_EXERCISE PROMPT_: Reproduce everything in the information retrieval passage from "In the Question" down to "this NLP task.".
[DOCUMENT EXTRACT Boundary: Start]
The most challenging thing in doing information retrieval is to do it with long sequences of text. Several approaches to this problem rely on the use of paper abstracts instead of the entire text, but this can lead to a loss of information. RECORD addresses this problem by splitting the papers into separate chunks, and we compute the similarity between the input query and each paper as the similarity between the query and the closest (in terms of cosine similarity distance) chunk. Of course this approach leads to a computationally expensive embedding step, due to the high number of embedding vectors to compute. This is acceptable because it is not run on runtime and it allows to perform a fine-grained analysis of all the available data, searching at chunk-level the papers which are most semantically-related to the query.
Question Answering (QA)
In the Question Answering step, RECORD provides the best answers to the question using the input query and the chunks of the papers previously selected.
Again, we use a BERTLARGE architecture pre-trained on a general-domain corpus, fine-tuned on the Stanford Question Answering Dataset (SQuAD) 1.1 dataset, that reaches the state-of-the-art for this NLP task.
[DOCUMENT EXTRACT Boundary: End]
[DATA PROVIDED Boundary: Start]
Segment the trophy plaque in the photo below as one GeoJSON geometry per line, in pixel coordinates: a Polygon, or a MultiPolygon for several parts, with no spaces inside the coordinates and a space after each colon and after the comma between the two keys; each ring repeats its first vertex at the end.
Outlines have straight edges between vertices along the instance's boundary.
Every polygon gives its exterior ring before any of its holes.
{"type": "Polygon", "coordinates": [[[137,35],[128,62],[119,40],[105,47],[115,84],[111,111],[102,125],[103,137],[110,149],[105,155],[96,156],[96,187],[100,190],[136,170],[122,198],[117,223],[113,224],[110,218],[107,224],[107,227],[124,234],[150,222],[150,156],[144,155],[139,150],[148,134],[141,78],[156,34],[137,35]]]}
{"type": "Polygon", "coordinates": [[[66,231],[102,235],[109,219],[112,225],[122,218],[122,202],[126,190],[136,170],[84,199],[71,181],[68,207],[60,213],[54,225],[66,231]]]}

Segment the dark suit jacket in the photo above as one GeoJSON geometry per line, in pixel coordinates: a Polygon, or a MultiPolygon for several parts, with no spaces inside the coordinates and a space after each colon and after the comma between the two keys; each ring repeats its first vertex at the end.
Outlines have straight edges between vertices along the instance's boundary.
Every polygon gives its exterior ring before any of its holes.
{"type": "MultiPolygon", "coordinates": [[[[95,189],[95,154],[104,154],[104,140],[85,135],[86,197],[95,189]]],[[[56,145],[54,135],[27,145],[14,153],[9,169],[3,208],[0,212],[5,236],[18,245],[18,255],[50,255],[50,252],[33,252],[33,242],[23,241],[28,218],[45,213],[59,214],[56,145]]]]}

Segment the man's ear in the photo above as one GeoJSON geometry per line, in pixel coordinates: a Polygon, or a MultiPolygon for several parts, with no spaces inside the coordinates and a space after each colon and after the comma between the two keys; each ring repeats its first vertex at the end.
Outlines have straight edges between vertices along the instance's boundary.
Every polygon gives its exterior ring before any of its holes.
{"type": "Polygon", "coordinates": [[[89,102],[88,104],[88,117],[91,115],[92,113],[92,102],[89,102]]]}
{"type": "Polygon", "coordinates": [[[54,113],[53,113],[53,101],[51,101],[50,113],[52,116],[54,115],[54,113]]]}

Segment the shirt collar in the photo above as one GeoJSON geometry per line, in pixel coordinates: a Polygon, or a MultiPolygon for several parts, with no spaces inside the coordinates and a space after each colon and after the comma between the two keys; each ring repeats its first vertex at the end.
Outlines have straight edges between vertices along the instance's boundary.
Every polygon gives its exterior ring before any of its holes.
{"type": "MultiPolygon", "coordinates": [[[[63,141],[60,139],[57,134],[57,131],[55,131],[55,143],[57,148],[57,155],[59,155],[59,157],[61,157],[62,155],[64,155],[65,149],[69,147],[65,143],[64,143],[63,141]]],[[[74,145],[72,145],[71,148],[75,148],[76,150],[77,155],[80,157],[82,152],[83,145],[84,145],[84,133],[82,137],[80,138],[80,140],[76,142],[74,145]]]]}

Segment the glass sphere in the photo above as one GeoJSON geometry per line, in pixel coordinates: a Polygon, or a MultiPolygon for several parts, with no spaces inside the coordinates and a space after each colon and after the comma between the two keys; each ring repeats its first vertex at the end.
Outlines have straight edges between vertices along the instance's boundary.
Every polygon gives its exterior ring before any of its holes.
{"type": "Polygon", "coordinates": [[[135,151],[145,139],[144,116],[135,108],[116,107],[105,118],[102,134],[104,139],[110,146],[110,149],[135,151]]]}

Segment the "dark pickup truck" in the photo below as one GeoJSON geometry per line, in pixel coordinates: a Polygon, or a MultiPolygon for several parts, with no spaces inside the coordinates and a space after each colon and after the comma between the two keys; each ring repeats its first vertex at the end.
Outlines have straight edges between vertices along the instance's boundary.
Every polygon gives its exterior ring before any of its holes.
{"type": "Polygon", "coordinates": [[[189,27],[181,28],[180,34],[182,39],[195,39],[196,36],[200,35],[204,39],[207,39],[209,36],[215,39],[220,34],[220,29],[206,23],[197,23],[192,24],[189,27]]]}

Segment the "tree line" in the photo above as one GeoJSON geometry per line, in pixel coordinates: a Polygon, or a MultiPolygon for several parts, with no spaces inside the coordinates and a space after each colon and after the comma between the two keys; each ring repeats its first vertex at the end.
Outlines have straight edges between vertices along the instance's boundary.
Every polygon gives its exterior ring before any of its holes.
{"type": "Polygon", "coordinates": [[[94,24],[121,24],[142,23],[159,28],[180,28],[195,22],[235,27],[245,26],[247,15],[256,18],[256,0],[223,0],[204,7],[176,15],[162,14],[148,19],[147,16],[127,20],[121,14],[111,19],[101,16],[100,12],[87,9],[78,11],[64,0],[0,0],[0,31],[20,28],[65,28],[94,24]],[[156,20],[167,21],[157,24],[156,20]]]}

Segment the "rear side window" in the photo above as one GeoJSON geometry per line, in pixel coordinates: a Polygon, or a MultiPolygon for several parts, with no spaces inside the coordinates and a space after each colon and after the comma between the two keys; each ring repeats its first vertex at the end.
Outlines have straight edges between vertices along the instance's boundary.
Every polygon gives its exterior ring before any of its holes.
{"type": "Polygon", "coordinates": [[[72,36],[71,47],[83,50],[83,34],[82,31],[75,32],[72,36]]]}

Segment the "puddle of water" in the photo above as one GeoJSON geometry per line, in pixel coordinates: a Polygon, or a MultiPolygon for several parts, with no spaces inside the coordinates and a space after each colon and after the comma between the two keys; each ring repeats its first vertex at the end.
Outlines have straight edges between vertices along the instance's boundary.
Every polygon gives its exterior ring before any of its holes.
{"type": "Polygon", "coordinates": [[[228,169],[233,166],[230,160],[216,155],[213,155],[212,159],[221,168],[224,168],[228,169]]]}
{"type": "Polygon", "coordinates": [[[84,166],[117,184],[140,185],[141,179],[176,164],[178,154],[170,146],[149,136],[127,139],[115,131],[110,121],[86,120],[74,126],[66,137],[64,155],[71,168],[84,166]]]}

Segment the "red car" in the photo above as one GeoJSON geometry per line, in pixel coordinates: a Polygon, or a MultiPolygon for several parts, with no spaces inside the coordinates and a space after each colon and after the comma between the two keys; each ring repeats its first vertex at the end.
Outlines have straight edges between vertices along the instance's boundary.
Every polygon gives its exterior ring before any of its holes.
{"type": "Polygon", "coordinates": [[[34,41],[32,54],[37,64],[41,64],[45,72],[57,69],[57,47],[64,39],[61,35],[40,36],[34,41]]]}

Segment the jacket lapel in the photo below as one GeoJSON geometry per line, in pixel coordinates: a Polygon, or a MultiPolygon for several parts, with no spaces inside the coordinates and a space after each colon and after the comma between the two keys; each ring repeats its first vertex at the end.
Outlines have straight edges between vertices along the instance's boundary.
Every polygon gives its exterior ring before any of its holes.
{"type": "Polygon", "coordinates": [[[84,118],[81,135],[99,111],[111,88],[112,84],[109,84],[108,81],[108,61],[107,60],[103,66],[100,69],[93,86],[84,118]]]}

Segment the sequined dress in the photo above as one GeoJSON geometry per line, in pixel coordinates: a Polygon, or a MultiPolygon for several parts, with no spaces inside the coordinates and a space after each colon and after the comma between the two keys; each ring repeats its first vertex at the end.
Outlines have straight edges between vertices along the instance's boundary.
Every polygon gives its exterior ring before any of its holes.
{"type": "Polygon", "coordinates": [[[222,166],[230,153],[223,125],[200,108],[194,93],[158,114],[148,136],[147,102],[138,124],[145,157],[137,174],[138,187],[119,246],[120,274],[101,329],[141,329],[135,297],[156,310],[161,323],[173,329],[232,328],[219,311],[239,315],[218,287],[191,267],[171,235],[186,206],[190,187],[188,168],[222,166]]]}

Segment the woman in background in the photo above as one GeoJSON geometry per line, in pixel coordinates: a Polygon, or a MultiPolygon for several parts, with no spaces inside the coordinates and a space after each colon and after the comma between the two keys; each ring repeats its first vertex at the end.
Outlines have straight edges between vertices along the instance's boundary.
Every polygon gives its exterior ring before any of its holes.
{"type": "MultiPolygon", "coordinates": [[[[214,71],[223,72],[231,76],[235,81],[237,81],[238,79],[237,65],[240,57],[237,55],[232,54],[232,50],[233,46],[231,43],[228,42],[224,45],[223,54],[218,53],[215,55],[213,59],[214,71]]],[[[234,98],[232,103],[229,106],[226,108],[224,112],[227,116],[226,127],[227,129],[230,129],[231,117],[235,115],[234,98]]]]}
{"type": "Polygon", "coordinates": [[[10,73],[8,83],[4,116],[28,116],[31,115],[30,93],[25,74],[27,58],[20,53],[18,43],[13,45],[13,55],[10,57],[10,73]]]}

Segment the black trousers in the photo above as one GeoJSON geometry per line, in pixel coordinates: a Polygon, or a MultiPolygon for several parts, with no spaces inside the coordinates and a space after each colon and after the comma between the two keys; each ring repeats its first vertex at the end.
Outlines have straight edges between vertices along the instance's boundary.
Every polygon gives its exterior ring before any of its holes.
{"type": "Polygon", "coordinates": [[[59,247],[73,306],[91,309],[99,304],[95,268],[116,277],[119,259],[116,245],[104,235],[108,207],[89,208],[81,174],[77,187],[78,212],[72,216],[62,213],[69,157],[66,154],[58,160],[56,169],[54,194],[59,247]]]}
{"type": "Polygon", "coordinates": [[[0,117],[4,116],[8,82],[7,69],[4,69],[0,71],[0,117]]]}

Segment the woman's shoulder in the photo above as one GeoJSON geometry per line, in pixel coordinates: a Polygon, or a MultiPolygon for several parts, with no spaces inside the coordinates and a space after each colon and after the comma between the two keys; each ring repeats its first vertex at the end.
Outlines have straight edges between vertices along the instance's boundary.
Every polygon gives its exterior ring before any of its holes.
[DATA PROVIDED Boundary: End]
_ANSWER SPACE_:
In the Question Answering step, RECORD provides the best answers to the question using the input query and the chunks of the papers previously selected.
Again, we use a BERTLARGE architecture pre-trained on a general-domain corpus, fine-tuned on the Stanford Question Answering Dataset (SQuAD) 1.1 dataset, that reaches the state-of-the-art for this NLP task.